======== Records to process ========
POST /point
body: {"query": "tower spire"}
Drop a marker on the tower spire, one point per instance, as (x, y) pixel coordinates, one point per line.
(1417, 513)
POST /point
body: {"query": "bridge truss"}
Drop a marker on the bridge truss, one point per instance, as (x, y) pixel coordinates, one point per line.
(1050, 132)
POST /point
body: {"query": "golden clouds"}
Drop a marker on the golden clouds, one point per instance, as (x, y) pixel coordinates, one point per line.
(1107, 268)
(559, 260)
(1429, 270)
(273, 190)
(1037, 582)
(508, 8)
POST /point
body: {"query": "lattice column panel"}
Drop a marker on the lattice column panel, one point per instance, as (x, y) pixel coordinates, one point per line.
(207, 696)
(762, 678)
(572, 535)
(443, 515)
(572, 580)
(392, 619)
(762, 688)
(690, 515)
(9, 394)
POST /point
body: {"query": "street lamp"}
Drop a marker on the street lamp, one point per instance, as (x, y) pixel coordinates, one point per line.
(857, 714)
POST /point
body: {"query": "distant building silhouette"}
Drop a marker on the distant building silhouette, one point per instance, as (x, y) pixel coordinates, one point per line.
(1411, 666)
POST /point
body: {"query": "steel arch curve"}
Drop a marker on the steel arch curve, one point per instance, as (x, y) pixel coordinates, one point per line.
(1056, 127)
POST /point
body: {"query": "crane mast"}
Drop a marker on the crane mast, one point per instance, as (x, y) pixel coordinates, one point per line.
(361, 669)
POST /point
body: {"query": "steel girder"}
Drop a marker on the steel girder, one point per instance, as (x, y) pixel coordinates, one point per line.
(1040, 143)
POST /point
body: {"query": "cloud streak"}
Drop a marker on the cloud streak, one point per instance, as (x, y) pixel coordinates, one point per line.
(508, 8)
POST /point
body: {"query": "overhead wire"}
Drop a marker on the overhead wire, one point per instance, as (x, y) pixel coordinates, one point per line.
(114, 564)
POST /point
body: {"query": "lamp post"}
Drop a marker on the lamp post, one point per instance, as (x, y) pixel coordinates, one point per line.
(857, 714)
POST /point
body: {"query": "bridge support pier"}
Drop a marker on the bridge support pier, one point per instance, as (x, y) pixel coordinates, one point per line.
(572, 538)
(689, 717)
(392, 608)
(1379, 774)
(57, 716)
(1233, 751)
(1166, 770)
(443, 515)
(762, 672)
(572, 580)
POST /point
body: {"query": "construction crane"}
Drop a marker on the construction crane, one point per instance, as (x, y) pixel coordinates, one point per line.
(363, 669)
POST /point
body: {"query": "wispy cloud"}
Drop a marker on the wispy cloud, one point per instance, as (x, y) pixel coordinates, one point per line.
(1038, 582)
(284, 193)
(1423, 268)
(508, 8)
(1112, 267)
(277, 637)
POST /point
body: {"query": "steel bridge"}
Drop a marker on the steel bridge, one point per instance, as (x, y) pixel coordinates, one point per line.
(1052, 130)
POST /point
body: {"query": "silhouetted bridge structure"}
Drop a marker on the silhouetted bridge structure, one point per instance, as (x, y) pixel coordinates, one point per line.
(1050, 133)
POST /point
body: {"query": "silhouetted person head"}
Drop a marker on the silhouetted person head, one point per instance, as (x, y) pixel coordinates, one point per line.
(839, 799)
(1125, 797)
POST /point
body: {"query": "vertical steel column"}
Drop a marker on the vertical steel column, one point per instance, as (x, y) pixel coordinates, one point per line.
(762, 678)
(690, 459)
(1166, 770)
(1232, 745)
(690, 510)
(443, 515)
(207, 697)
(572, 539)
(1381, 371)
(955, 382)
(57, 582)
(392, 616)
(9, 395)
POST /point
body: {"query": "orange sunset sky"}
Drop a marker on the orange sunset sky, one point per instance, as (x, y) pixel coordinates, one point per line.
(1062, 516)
========
Every entry above has to be returned exactly as written.

POST /point
body: {"query": "tower spire"}
Drop a marker on the tower spire, one point per instance, as (x, y) pixel coordinates, one point per line.
(1417, 513)
POST /point
body: {"query": "bridge truss"}
Drop a marker on the bridge truss, one point per instance, as (x, y) pixel coordinates, one point per line.
(1050, 132)
POST /point
body: {"query": "golden clouds"}
Drop a marker on the golden clouds, one point per instance, as (x, y) pixel coordinates, one point per line.
(1107, 268)
(559, 260)
(1429, 270)
(273, 190)
(1037, 582)
(508, 8)
POST /point
body: {"query": "lattice column panel"}
Drop a marker on the lattice column panel, one point per instance, as (x, y) pixel coordinates, one point per line.
(207, 696)
(762, 678)
(572, 535)
(443, 515)
(572, 580)
(392, 619)
(762, 688)
(690, 515)
(9, 394)
POST /point
body: {"query": "street lamp"}
Drop a marker on the street lamp, one point per instance, as (x, y) pixel coordinates, one point per line.
(857, 714)
POST /point
body: {"query": "distant building silhouette"}
Drop a marker on the distant building silhouette, one point per instance, as (x, y) pixel coordinates, one point per line.
(1411, 666)
POST /point
body: {"query": "steel arch curve"}
Drop a marker on the steel arch curve, one point per instance, as (x, y) pixel coordinates, one point per line.
(1056, 127)
POST /point
body: {"query": "crane mast"}
Drop a marker on the crane mast, one point per instance, as (x, y) pixel coordinates, one point per line.
(361, 669)
POST /point
body: {"query": "steel girder"}
Drop a marker on the steel girder, one point per instance, as (x, y) pixel coordinates, one point per line.
(1040, 143)
POST /point
body: {"query": "cloud streak"}
Drop a marker on the cloud streak, one point per instance, as (x, y) pixel coordinates, one point per line.
(508, 8)
POST /point
body: {"query": "overhead wire"}
Drop a marker on the overhead wire, one point per instance, as (x, y) pixel coordinates, one point per line.
(114, 564)
POST /point
body: {"query": "lamp post"}
Drop a marker on the lamp post, one point per instance, as (x, y) pixel coordinates, one point per line.
(857, 714)
POST /point
body: {"query": "bridge support pier"}
Drop a marker on the bridge support pier, one point per instance, as (x, y) pixel coordinates, one point per line.
(572, 538)
(689, 717)
(392, 608)
(1379, 774)
(57, 716)
(1233, 751)
(1166, 770)
(443, 515)
(762, 672)
(572, 580)
POST /point
body: {"query": "construction crane"}
Drop a marker on the construction crane, one point per instance, as (x, y) pixel coordinates, one point per line.
(363, 669)
POST /point
body: {"query": "wispy cloud"}
Drop a marker on the wispy cloud, one point per instance, as (x, y) pixel coordinates, one point per line.
(1038, 582)
(284, 193)
(1423, 268)
(508, 8)
(1112, 267)
(277, 637)
POST /point
body: {"query": "steel bridge"}
Drop a marker on the steel bridge, one point per instance, as (x, y) pixel coordinates, one point per line.
(1052, 130)
POST /point
body: {"query": "silhouetted bridge structure"}
Drop a marker on the silhouetted bridge structure, one point per instance, as (x, y) pixel coordinates, one point per line.
(1050, 133)
POST /point
body: {"query": "silhouetted person head"}
Drop a marker on the silhouetted person head, one point per instance, as (x, y) pixel coordinates, one point per line.
(839, 799)
(1125, 797)
POST /point
body: {"query": "vertical steel column"}
Drop a marker on the vertical steel column, one point per instance, as (x, y) pixel coordinates, one point per line.
(762, 678)
(690, 459)
(1166, 770)
(1232, 745)
(690, 510)
(443, 515)
(207, 697)
(572, 539)
(1381, 371)
(955, 382)
(57, 582)
(392, 616)
(9, 395)
POST /point
body: {"query": "orange sunset sky"}
Drop a marker on the orange sunset sky, one point per instance, as (x, y) pixel coordinates, one point per line.
(1062, 516)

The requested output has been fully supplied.